[Provided data start]
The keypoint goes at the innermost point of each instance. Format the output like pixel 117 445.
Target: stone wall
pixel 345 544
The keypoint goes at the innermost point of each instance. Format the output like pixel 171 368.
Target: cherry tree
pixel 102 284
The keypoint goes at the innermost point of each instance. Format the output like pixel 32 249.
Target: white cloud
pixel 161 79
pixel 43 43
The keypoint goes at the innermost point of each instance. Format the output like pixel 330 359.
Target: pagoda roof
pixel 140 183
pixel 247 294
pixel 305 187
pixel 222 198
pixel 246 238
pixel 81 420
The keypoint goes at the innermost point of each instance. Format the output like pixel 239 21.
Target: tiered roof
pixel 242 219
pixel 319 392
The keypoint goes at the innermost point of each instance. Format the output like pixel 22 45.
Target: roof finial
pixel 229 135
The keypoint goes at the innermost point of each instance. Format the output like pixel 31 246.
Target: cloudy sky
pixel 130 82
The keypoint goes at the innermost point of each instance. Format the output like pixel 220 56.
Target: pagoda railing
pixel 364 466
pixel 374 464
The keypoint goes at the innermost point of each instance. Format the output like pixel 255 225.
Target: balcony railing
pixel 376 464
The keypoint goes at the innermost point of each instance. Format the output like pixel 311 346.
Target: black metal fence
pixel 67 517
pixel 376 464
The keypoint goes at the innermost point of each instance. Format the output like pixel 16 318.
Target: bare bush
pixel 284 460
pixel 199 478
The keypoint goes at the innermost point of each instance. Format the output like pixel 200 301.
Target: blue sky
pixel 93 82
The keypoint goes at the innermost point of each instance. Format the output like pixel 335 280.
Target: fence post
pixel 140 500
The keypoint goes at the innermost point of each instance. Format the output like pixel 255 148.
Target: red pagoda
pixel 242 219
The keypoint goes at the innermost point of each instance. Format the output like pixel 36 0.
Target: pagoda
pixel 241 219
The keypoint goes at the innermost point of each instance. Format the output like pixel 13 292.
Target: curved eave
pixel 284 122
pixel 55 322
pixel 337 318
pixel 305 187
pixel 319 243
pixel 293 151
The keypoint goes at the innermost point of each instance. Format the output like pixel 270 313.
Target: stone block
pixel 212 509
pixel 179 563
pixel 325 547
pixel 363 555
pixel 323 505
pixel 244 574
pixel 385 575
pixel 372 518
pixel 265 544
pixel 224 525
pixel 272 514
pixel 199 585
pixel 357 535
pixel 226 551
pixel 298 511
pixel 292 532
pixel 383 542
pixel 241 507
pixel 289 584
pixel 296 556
[Provided data end]
◆ **What to produce**: Update the data above so that every "innermost" becomes "central", keeping all other text unchanged.

◆ **The completed task**:
The keypoint goes at the central point of each instance. Format the output like pixel 117 445.
Target: stone wall
pixel 345 544
The keypoint goes at the central point of each instance. Format the output like pixel 171 368.
Target: cherry tree
pixel 102 284
The keypoint goes at the central point of each instance. Format the output like pixel 32 249.
Target: white cloud
pixel 161 79
pixel 43 43
The keypoint goes at the central point of each instance. Format the output like pixel 330 359.
Target: pagoda roof
pixel 140 183
pixel 247 294
pixel 305 187
pixel 222 198
pixel 246 238
pixel 81 420
The keypoint goes at the central point of each instance. Format the output like pixel 239 21.
Target: tiered roof
pixel 242 219
pixel 319 392
The keypoint goes at the central point of each instance. Format the output like pixel 22 45.
Target: roof finial
pixel 229 135
The keypoint goes at the central point of each instance. Format the output like pixel 31 246.
Target: cloudy sky
pixel 130 82
The keypoint goes at the central point of each instance. Format the output like pixel 220 56.
Target: pagoda railing
pixel 364 466
pixel 374 464
The keypoint goes at the central point of each instance. Format the output like pixel 255 225.
Target: balcony railing
pixel 376 464
The keypoint goes at the central point of each instance. Format the output like pixel 311 346.
Target: black metal fence
pixel 67 517
pixel 376 464
The keypoint goes at the central point of each instance. Format the output like pixel 16 318.
Target: bare bush
pixel 284 460
pixel 199 478
The keypoint goes at the central point of each instance. Format the output like pixel 200 301.
Target: blue sky
pixel 93 82
The keypoint goes at the central point of each instance. Format the output like pixel 335 280.
Target: fence post
pixel 140 500
The keypoint goes at the central point of each instance. Format the output like pixel 255 148.
Target: red pagoda
pixel 242 219
The keypoint goes at the central point of each instance. Format the output like pixel 36 0.
Target: pagoda
pixel 241 219
The keypoint goes at the central point of each instance. Format the output like pixel 13 292.
Target: curved eave
pixel 284 122
pixel 55 322
pixel 337 318
pixel 305 187
pixel 319 243
pixel 293 151
The keypoint goes at the central point of each instance. Format the output like pixel 270 313.
Target: stone block
pixel 212 509
pixel 179 563
pixel 325 547
pixel 363 555
pixel 323 505
pixel 244 574
pixel 385 575
pixel 372 518
pixel 265 544
pixel 224 525
pixel 272 514
pixel 199 585
pixel 357 535
pixel 226 551
pixel 298 511
pixel 292 532
pixel 383 542
pixel 241 507
pixel 289 584
pixel 296 556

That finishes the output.